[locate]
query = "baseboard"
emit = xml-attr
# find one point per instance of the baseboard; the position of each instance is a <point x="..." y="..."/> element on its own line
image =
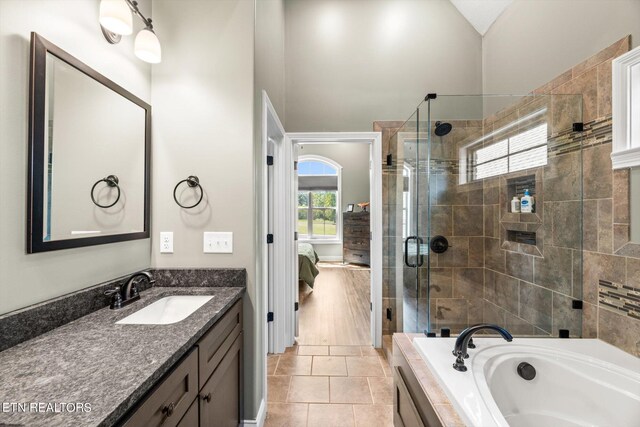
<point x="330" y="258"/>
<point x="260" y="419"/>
= = =
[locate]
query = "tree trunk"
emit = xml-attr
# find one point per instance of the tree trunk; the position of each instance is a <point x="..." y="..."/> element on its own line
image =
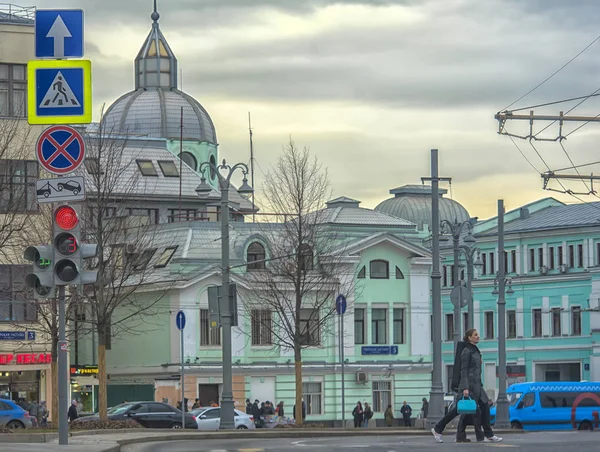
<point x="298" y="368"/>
= = =
**Problem to work on:**
Pull every line containing "baseboard" from the material above.

**Output:**
query = "baseboard"
# find one point per instance of the baseboard; the position of each instance is a <point x="..." y="..."/> element on its own line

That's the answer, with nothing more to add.